DIRECTIONS FOR THIS TASK: In the article on Le Moyne pitcher Jack Sheridan, what illness was he diagnosed with in 2014?

SELECTED EXTRACT:
+++

Le Moyne‘s sophomore pitcher Jack Sheridan is currently rehabbing after Tommy John surgery.
After pitching in a game in March 2018, Sheridan injured his elbow. “I felt a tingling in my elbow and it streched down to my forearm and fingers,” Sheridan said. The pain forced Sheridan to step away from the game, having to undergo Tommy John surgery in May.
Le Moyne Head Baseball Coach, Scott Cassidy, noted that the Tommy John surgery has become a common injury in baseball now. The elbow injury isn’t going to be a simple recovery, Cassidy says that it should take him about a year to recover, if it is done correctly. “I think he’s got the make up to do it with relative ease compared to what he’s been through,” Cassidy said.
Jack Sheridan has been through worse than this injury. In 2014, during his sophomore year of high school, Sheridan was diagnosed with leukemia. A few days before he found out, he said wasn’t feeling very well and went to his physician to get blood work done. The fatigue soon led to shortness of breath running to first base.
When the dreadful day came when Sheridan found out about the diagnosis, he was in gym class when his mom excused him out of school. He explained in that moment he knew something was wrong, observing his mother having packed a overnight bag for him in the car. He recalls the moment, repeating his morther’s words, “we’re going to the hospital, because the doctors think you have leukemia.”

+++

RECORD EXCERPTS:
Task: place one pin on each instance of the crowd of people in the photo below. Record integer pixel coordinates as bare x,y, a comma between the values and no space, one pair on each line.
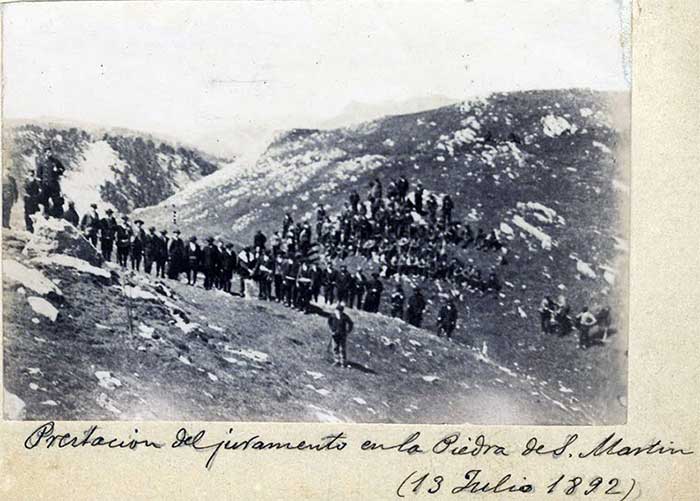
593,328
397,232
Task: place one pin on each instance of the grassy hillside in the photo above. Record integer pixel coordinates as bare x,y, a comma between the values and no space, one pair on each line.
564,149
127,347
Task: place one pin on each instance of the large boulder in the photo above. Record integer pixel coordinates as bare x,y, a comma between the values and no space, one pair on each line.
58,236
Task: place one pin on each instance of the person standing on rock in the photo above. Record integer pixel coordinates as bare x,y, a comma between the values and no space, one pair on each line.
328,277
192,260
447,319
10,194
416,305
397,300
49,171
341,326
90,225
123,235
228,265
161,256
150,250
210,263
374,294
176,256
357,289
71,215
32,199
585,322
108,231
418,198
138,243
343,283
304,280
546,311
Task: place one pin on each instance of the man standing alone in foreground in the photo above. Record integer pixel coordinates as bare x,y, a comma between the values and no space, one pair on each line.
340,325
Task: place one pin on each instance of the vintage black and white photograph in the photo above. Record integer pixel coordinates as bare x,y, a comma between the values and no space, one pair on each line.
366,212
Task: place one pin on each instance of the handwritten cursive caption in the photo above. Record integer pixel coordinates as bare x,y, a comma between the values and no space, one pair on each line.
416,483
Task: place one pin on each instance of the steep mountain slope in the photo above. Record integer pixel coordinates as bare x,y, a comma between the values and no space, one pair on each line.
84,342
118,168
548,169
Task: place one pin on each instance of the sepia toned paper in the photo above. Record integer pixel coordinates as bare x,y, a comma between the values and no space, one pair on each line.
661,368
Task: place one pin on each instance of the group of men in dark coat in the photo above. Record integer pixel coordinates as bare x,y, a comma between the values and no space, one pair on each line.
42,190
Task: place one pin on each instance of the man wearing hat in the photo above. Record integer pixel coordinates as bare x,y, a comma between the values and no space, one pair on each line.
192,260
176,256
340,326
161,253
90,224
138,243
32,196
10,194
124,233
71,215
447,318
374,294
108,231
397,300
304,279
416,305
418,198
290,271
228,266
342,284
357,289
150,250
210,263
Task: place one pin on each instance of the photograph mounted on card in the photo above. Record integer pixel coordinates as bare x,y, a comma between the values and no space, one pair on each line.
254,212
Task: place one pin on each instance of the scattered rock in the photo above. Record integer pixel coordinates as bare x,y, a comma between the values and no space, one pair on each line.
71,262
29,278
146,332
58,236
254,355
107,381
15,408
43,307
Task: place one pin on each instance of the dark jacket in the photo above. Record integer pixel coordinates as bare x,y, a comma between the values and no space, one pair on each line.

+++

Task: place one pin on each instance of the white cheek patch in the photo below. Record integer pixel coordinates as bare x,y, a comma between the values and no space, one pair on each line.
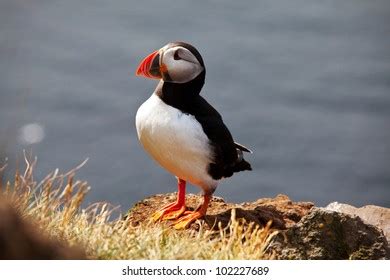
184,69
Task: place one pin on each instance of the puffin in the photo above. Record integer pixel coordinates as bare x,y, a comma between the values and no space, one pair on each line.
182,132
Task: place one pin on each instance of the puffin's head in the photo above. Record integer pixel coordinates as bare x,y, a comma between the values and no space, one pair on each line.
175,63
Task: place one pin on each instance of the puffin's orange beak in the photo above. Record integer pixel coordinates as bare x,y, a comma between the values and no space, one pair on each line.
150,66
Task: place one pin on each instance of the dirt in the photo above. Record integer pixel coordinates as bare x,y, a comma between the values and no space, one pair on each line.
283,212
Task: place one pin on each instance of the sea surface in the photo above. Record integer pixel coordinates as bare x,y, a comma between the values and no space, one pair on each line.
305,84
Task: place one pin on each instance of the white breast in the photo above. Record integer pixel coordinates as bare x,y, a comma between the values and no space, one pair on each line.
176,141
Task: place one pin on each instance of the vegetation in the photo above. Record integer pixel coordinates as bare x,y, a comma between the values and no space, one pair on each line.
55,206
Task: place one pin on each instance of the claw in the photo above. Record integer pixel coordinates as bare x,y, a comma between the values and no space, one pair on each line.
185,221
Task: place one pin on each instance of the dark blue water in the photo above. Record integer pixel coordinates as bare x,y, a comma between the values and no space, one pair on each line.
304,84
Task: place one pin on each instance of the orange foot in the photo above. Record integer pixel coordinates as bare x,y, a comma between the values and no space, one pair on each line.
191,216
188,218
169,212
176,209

+++

TASK RESPONSE: Leukemia.